Required work – From the records that follow, copy every line that contains the word "metal".

Data records –
>>>

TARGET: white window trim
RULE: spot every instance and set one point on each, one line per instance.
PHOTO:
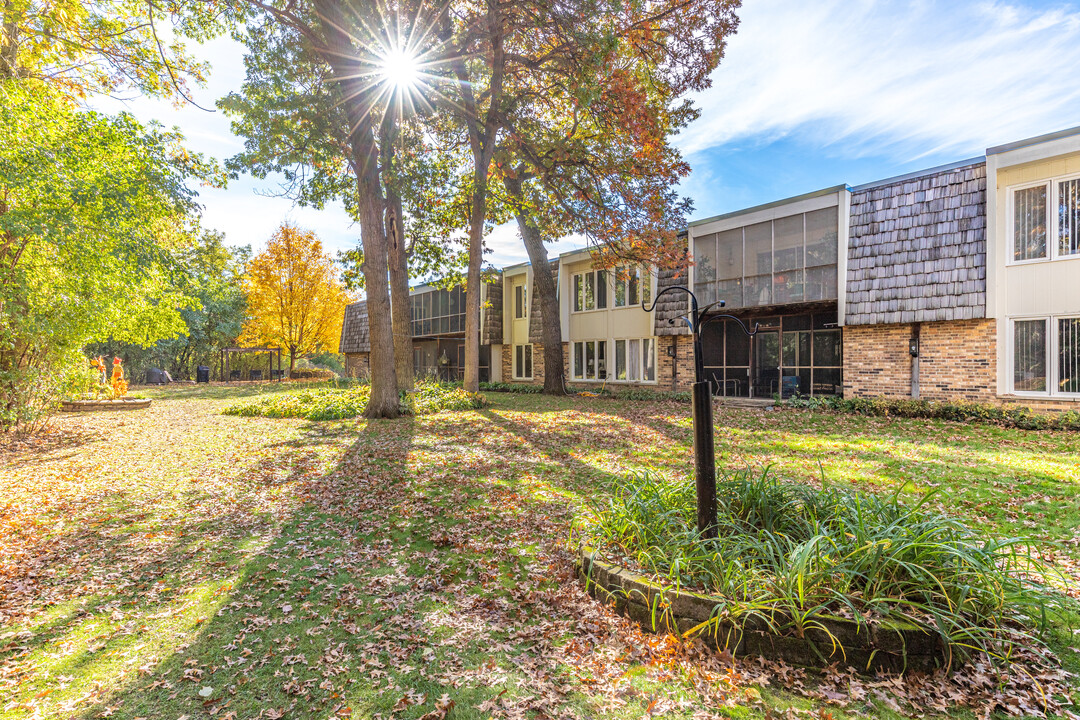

<<<
>>>

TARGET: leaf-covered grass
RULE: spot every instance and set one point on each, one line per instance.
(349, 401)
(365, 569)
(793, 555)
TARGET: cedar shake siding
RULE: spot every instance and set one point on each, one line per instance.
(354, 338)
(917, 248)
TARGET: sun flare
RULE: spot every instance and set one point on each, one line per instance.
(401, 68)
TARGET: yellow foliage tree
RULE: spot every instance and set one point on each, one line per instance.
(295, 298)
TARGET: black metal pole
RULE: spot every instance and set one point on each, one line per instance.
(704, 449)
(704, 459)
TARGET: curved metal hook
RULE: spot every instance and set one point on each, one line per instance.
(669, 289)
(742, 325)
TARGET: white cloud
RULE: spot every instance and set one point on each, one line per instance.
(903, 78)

<<<

Task output –
TARGET: black metal pole
TARGET: curved metal hook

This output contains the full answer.